Exercise brief: Tally the lines below that contain the word "follow", then give the tally alone.

Records for the exercise:
┌──
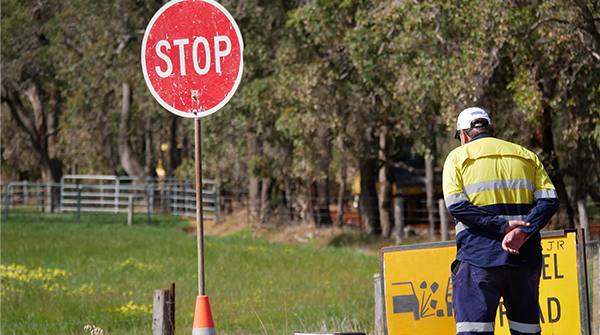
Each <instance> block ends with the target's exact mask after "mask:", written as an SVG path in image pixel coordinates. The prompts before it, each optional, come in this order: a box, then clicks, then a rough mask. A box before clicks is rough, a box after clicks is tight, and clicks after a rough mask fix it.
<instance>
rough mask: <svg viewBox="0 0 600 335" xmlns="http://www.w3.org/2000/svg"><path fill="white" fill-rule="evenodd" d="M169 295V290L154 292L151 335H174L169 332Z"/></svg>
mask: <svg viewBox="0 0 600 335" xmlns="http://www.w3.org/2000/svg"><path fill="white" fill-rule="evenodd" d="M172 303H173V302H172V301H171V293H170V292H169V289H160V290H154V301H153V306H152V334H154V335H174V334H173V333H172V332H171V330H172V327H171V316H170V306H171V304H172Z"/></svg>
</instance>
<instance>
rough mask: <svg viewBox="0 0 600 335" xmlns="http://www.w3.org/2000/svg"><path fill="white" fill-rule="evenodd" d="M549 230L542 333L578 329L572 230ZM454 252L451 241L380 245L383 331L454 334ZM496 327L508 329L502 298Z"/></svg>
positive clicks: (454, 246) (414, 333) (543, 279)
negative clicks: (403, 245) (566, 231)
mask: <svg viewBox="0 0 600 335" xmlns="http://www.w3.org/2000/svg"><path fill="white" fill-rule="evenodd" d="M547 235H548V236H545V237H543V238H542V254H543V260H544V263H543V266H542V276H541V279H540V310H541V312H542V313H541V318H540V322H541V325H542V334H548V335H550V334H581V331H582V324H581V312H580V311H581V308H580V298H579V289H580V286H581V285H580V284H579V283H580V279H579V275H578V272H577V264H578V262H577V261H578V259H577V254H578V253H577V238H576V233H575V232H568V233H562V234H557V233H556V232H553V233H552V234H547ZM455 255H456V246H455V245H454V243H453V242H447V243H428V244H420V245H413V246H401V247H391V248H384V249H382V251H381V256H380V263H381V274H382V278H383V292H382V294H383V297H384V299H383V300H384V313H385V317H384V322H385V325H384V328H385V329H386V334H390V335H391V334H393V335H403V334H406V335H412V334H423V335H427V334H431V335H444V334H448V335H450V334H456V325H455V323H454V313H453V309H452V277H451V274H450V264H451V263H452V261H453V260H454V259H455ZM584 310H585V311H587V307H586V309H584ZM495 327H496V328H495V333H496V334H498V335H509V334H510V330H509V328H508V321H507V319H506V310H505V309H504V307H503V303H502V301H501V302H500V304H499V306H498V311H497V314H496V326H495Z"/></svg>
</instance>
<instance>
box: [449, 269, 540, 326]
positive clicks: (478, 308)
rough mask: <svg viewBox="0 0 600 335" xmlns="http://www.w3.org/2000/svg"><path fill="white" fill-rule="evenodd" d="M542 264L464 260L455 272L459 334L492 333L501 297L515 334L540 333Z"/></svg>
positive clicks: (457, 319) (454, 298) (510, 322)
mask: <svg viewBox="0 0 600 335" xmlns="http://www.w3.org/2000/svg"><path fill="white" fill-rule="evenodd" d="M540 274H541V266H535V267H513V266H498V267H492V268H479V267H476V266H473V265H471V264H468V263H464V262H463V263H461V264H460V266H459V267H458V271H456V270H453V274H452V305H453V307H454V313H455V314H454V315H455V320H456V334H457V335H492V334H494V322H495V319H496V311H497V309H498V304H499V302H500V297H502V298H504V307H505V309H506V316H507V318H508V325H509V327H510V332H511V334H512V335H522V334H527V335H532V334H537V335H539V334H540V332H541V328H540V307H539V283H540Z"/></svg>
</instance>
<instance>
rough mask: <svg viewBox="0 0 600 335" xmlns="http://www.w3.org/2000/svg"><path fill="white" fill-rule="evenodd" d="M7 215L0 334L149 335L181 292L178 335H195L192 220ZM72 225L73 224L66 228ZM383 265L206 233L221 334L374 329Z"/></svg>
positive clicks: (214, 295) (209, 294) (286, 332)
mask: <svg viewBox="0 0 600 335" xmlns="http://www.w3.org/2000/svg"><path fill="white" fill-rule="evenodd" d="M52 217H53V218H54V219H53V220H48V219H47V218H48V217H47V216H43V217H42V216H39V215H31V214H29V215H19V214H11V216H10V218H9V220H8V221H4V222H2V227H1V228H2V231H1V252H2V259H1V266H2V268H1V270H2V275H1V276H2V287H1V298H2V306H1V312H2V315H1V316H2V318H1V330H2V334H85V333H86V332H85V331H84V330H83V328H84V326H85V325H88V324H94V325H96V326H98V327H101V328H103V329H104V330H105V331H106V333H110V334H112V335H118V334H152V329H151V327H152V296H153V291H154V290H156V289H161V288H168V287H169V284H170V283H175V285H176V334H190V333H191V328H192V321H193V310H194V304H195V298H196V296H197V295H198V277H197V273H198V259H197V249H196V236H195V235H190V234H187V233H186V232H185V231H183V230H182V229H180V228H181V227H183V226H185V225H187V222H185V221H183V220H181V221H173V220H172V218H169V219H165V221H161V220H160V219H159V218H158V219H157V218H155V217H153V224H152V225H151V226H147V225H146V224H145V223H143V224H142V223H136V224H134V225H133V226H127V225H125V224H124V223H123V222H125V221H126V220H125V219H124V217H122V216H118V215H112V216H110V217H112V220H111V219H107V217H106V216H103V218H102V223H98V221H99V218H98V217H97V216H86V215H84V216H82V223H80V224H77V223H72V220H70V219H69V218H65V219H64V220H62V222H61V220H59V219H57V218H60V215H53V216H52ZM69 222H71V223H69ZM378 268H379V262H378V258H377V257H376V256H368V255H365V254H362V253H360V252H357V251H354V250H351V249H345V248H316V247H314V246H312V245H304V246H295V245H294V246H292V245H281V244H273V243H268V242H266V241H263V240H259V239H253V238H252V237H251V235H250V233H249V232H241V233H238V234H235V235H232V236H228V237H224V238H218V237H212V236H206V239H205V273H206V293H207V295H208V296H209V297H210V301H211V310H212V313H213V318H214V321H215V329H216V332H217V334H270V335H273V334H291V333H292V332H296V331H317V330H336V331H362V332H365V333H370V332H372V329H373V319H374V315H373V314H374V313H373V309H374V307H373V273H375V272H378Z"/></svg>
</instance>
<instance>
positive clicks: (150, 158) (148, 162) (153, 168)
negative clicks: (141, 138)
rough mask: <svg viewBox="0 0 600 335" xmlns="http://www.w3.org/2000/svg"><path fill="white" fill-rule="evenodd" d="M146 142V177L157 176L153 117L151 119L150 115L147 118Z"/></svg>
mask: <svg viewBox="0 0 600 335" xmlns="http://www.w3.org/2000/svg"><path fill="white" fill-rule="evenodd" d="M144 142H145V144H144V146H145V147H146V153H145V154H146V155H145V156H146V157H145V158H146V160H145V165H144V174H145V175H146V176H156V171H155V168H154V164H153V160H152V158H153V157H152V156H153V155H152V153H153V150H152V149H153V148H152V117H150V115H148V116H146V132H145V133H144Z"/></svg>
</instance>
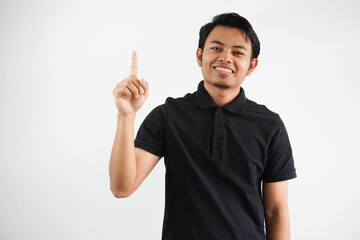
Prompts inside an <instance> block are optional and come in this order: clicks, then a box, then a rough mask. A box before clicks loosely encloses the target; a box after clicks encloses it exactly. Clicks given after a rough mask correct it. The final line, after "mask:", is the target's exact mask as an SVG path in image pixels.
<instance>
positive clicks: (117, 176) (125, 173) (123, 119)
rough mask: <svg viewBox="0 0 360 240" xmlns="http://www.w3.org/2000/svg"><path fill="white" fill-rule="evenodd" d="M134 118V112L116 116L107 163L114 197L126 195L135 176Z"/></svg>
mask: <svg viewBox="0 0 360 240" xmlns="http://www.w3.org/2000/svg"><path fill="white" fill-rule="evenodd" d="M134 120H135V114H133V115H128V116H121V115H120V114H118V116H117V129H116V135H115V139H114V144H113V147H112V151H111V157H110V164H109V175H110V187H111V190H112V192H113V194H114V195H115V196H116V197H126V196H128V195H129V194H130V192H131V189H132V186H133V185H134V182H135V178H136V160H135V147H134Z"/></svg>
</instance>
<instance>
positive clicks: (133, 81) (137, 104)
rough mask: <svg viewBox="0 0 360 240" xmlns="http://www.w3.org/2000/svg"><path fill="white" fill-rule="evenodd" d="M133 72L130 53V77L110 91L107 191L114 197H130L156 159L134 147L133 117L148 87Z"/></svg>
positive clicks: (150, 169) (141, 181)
└──
┌──
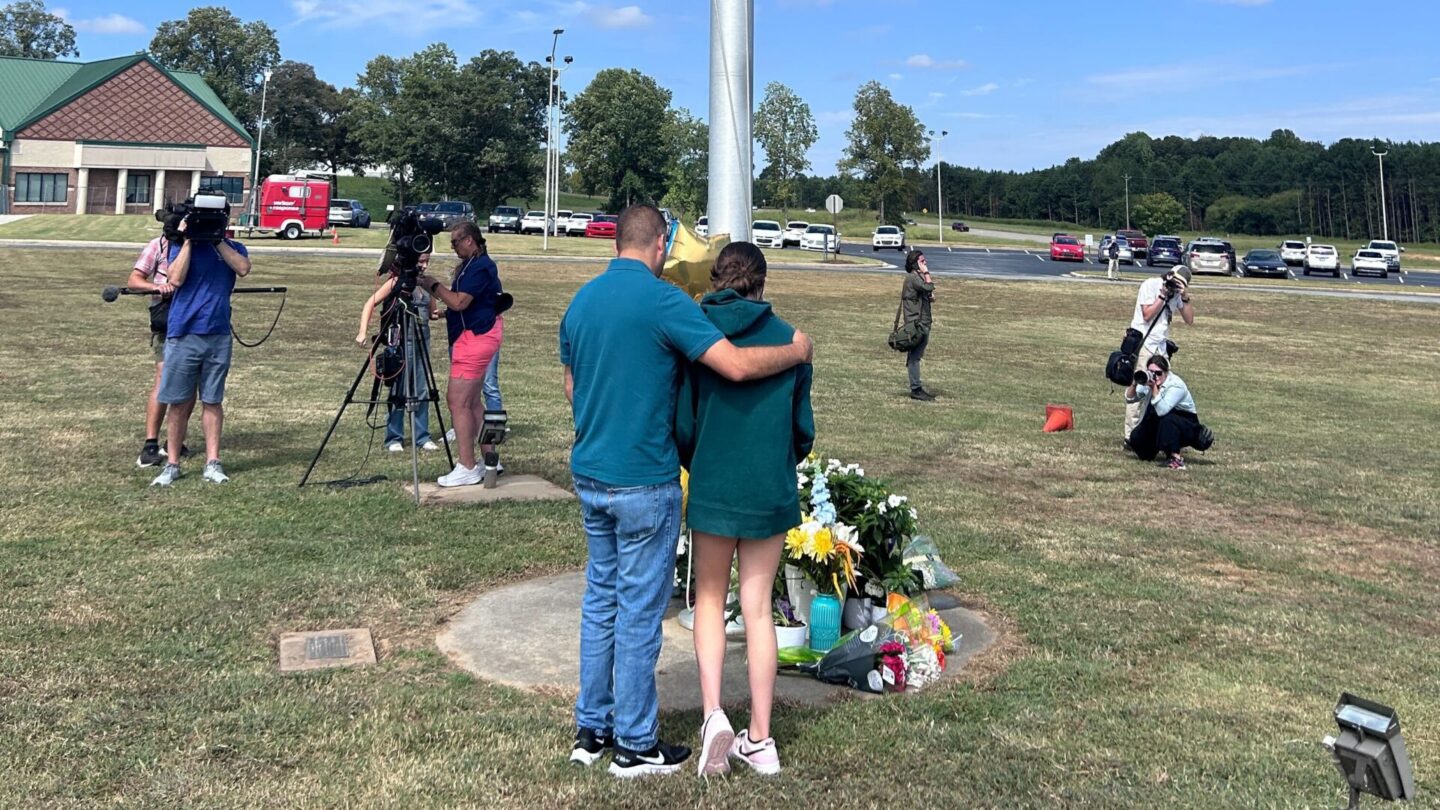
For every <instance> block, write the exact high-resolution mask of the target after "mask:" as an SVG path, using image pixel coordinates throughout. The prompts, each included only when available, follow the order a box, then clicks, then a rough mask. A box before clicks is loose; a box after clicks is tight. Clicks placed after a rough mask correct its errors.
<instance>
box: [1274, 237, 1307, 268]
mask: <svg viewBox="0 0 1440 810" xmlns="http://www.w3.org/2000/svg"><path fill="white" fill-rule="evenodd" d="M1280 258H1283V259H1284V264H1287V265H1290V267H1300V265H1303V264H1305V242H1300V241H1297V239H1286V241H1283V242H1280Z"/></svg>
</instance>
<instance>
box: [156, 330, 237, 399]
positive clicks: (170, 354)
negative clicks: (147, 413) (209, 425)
└──
┌──
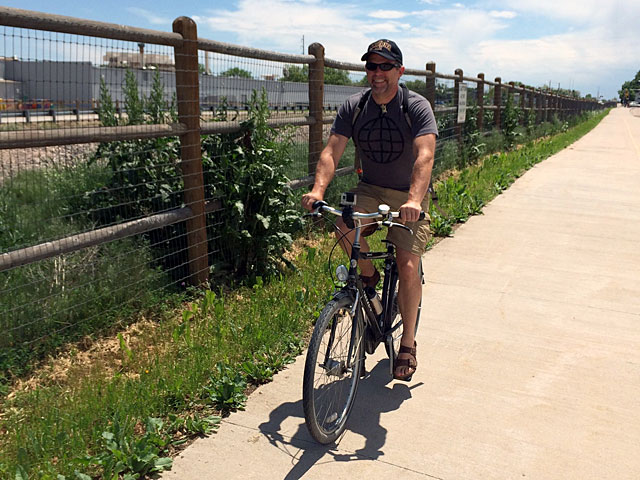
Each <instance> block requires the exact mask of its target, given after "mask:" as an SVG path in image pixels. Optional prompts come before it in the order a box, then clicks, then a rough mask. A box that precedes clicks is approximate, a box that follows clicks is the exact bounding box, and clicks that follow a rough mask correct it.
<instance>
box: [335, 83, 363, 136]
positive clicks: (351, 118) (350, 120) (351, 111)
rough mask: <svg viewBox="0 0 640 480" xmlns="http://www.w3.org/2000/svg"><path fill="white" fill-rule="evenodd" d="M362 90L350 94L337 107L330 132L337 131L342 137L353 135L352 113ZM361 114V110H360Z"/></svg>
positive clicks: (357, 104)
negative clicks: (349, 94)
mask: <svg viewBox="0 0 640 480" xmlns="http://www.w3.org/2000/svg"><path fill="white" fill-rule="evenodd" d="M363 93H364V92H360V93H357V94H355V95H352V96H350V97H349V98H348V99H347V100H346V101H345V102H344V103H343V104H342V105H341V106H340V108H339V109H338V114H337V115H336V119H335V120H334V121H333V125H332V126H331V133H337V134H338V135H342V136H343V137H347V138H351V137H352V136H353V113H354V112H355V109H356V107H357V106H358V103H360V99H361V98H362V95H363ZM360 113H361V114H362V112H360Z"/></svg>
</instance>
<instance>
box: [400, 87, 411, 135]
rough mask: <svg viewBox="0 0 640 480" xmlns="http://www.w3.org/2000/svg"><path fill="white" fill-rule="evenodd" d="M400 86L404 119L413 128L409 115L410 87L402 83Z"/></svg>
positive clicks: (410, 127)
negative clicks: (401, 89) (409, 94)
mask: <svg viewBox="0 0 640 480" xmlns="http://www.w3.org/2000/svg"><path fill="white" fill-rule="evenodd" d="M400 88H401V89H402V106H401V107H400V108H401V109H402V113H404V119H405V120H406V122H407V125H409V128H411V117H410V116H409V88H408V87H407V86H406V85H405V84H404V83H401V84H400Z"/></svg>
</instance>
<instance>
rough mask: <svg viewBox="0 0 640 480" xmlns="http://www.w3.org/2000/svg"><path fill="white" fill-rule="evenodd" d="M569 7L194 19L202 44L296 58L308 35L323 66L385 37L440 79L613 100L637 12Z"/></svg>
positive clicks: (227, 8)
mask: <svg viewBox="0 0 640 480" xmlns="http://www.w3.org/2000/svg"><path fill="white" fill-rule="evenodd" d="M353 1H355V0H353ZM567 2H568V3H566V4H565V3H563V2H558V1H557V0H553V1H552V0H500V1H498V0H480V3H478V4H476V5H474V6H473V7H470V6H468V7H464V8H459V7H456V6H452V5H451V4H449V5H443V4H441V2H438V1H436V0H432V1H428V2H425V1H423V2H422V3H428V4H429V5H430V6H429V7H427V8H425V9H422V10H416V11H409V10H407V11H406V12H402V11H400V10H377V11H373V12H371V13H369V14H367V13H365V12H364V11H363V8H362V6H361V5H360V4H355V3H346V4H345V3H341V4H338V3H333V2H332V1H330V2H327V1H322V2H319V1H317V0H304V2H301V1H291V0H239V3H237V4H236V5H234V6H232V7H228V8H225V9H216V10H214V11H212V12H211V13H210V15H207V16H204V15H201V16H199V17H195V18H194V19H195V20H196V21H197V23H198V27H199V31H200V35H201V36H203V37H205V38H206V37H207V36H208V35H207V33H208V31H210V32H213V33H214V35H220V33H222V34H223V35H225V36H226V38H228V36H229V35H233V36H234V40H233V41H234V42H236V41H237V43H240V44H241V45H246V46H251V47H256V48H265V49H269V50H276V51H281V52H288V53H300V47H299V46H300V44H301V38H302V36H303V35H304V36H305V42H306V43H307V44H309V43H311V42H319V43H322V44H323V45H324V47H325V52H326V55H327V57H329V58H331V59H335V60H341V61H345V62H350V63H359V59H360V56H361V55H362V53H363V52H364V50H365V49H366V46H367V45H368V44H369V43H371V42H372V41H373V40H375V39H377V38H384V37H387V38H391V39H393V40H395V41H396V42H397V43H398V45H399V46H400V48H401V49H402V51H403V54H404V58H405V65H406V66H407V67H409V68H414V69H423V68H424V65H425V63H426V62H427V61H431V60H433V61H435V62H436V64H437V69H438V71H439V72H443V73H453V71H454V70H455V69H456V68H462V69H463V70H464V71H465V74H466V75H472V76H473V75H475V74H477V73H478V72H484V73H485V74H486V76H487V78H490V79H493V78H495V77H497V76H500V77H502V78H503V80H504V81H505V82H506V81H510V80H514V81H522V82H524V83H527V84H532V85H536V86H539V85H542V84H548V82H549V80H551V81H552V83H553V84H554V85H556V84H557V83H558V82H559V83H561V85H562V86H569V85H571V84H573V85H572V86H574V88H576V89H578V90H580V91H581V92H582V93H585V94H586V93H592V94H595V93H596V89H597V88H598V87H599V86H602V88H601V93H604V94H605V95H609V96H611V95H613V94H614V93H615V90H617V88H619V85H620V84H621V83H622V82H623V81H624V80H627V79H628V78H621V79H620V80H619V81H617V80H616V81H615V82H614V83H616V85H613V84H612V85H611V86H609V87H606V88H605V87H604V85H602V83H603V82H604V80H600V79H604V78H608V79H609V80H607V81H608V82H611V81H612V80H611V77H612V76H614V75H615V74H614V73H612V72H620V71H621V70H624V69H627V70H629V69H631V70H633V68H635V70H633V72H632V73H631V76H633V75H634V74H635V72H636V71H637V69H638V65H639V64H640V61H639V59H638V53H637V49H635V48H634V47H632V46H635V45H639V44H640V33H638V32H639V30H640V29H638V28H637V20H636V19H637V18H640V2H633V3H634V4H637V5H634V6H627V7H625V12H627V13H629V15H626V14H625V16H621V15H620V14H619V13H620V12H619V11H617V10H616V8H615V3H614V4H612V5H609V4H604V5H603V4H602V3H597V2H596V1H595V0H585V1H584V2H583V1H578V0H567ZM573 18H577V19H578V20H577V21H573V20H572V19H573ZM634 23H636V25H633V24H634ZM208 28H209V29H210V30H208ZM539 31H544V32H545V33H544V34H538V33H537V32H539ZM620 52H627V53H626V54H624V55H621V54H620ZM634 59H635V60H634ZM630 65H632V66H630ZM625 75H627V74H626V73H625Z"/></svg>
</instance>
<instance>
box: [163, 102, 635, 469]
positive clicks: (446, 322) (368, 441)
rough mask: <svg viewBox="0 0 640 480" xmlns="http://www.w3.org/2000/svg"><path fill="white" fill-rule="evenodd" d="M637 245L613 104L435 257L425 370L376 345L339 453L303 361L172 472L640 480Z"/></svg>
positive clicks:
└──
Response: 2